═══ 抽出本文

欲しい物を手に入れ、したいことを実現していく。それができるうちはいいが、何もかも思い通りになるほど、幸運は長続きすることはない。
欲に身を任すうちに、「したいのにできない」ということが、だんだんと増えていく。
加齢、体力の衰え、運の尽き・・・。人の可能性は有限だ。欲望は拡大していくが、人の行動は制限、限界がある。
そのため、欲望を追い求めても、だんだんと欲望を満たすことは難しくなっていく。そこで苦しみと不幸が生まれる。
欲望の使徒となっている人は、そこで不幸に片足を踏み入れてしまう。
欲しいけど手に入らない。
買いたいけど買えない。
したいけどできない。
目の前の人参が、苦しみの原因となる瞬間を目の当たりにする。
欲望は人の心を動かすが、決して心の中を満たしてくれることはない。欲望に突き動かされている限り、決して休むことはできないのだ。
上昇志向を否定しない
もちろん、その生き方が悪い、というとそういう話でもない。
なぜならそれは、人が本当の意味で成長するための、必要欠かさざるべきプロセスであるからだ。
常にもっとを求めていく。それは言い換えれば常に、新しい自分との出会いを求める刺激的な旅でもある。

══════
═══ データ一覧

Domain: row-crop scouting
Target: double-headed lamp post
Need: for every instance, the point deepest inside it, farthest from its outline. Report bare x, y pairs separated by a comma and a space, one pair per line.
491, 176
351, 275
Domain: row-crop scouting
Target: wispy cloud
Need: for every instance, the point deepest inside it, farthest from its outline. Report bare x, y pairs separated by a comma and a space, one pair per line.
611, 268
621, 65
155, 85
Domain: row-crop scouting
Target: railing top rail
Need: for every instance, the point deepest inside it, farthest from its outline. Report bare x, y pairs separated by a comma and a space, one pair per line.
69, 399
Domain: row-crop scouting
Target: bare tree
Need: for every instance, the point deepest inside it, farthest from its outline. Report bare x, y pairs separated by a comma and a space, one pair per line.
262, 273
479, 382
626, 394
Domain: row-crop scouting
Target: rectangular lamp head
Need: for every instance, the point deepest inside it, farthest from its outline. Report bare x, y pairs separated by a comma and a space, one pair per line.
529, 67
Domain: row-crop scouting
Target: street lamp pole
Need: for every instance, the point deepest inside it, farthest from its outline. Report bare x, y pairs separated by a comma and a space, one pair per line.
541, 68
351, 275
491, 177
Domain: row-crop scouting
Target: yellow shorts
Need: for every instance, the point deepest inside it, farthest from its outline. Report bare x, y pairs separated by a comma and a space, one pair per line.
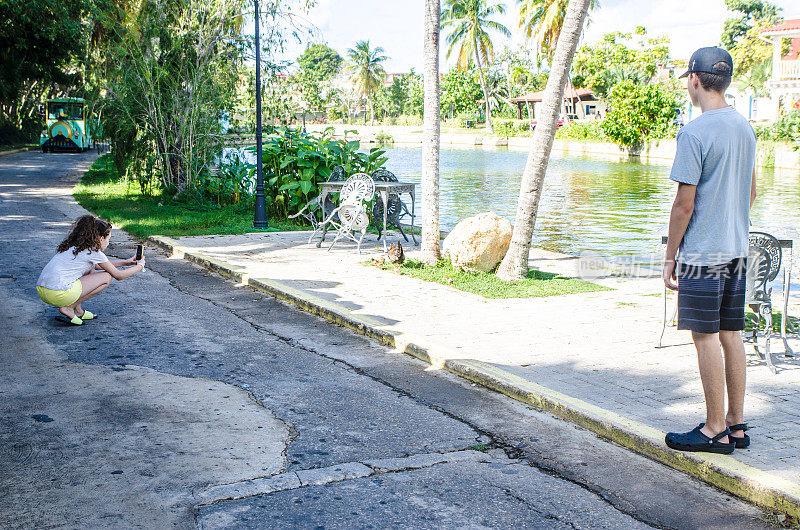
60, 298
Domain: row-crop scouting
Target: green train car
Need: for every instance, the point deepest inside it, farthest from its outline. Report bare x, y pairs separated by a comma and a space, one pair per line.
68, 126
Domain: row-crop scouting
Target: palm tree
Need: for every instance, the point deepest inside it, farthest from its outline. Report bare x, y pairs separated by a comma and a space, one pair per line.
542, 20
515, 263
431, 252
469, 20
367, 71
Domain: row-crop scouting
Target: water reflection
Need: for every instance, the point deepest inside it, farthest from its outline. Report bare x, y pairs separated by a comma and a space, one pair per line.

══════

[作業内容] 欲望と上昇志向を論じた本文を、最後の一文の後から書き継いでください。

[解答]
それができる限りは、「もっと」を求める気持ちがなくならない限りは、上昇志向を持ち続け、前へ前へと進み続けることだってできる。
ただ忘れてはいけないのは、もうそろそろ、休もうと思ったとき。「これ以上は十分だ」と思ったとき。
そこが人生の転換点。上を目指すのではなく、別の道を探すことだってできる。
つまるところ、「もっと」を求めたいならそうすればいい。自分に嘘をついて「もう十分」と無理やり自分を納得させる必要はない。
むしろ、自分が完全に「もういい」と思えるまで、徹底的に上を目指すべきである。それを突き詰めれば、心から納得した上で次へ進む道が見えてくる。
それこそが本当の成長。欲求の階層が上がった証拠。そのときになって始めて、「もっと」を求めない生き方を模索する。
それこそが健全な成長のプロセスなのだ。